Rivers: Beyond Wike and Fubara
By Lasisi Olagunju
Chief Obafemi Awolowo’s 1947 book, ‘Path to Nigerian Freedom’, opens with three quotations. The first tells the reader: “This above all: to thine own self be true…” It is from William Shakespeare’s ‘Hamlet’. It simply says do not deceive yourself – like the one with a sore in the right leg but who nurses the healthy left. The one who deceives himself suffers deception from the gods.
The second quote, from Shakespeare’s ‘King Lear’, is a warning that “Who cover faults, at last shame them derides.” In today’s English, it says those who cover their faults always end up being shamed by them. The third quotation enjoins you to “fight all opinions contrary to truth, but let your weapons be patience, sweetness, and charity…” The words belong to an 18th century Catholic saint, John of Kanty, who ended that quotation with a counsel that the best cause almost always gets spoilt by violence.
My eyes caught the quotes as I was considering recommending ‘Path to Nigerian Freedom’ to the gladiators fighting to the death in Rivers State and to the puppeteers behind the problem. If the 134-page book is too thick for them to read, at least, they should buy the three quotes for their politics and, especially, for their politicking.
Rivers State suffers the oríkì of an oba who profits from planting corn of trouble in the backyard of his victims. The king’s fruited corn must not be harvested and, it must not be destroyed. It is trouble.
The people behind the crisis in that state are those who urge the creditor to demand his pay and, at the same time, nudge the debtor to repudiate his debt. Their goal is conflict that benefits the palace.
Yes, dirty water quenches fire but why not use clean water which neither stains nor stinks?
Very wild Rivers State conducted its local government elections two days ago without police presence. The police stayed away and the state said it didn’t miss them. In scoring that first, Rivers State has helped us ask two pertinent questions: is the Nigeria Police Force for the Federation of Nigeria or for the Federal Government of Nigeria? Who should determine what goes on in the local governments? Is it the state or the federal government?
In a properly structured family, a slave knows himself as slave; the indentured knows what he is too (Eru a mo’ra e l’eru; Iwofa a m’ora e ni Iwofa). If Nigeria were a properly structured nation, last week’s drama between Governor Sim Fubara of Rivers State and the Inspector General of Police would be very unnecessary. Who should be in charge of security in Rivers State? Who should be in charge of the local governments there? The Federal Government or the State Government? Or who?
We may not be a very good record-keeping country, but those who enslaved us kept and still keep records. We see in colonial records, including the Hansard of the British parliament, tomes of materials which tell us that Nigeria is a negotiated country. Every bit of its structure was argued and fought over by the founding fathers who did not take anything for granted. On Wednesday, 21 October, 1953, Lord Milverton briefed the British House of Lords on what he called “prospective constitutional developments in Nigeria.” It was essentially a report of that year’s constitutional conference. Here, I am interested in what Lord Milverton said the leaders of the Nigerian people agreed to on the structure and control of the police. Milverton said: “The Conference agreed that the police, other than local authority and native authority police, should be a central function, but control of police contingents stationed in the regions is to be vested in the regional commissioners of police, who will be responsible solely to the Governor of the region, who, in turn, will be responsible only to the Governor-General. I regard this as a very satisfactory decision, to avoid the danger of the police coming under the control of a political party.”

++++++++++

Exercise directions:
Copy the Rivers State column between "My eyes caught" and "for their politicking.", inclusive, putting "combatants" wherever "gladiators" appears.

Data excerpt:
++++++++++

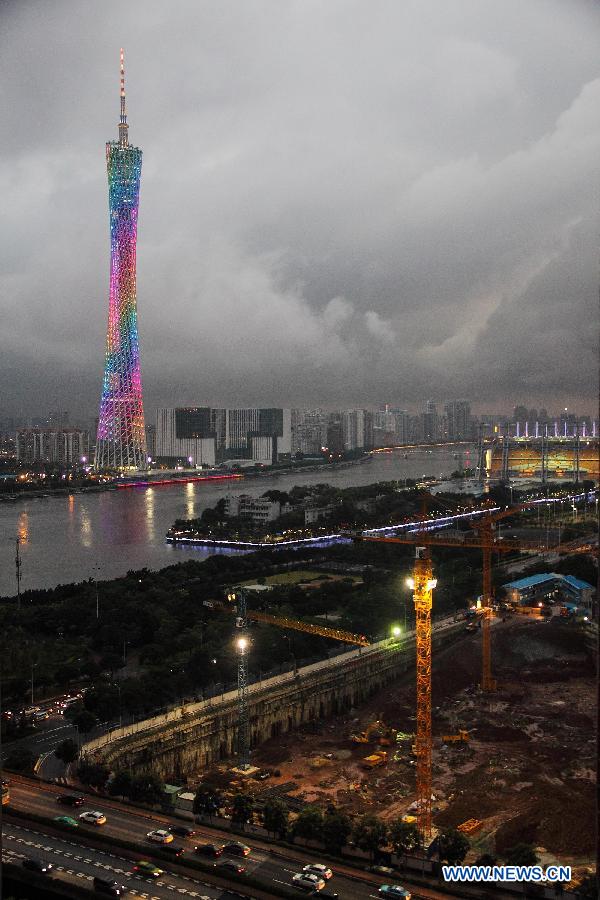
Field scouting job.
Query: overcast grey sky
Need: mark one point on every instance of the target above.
(342, 202)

++++++++++

Right answer:
My eyes caught the quotes as I was considering recommending ‘Path to Nigerian Freedom’ to the combatants fighting to the death in Rivers State and to the puppeteers behind the problem. If the 134-page book is too thick for them to read, at least, they should buy the three quotes for their politics and, especially, for their politicking.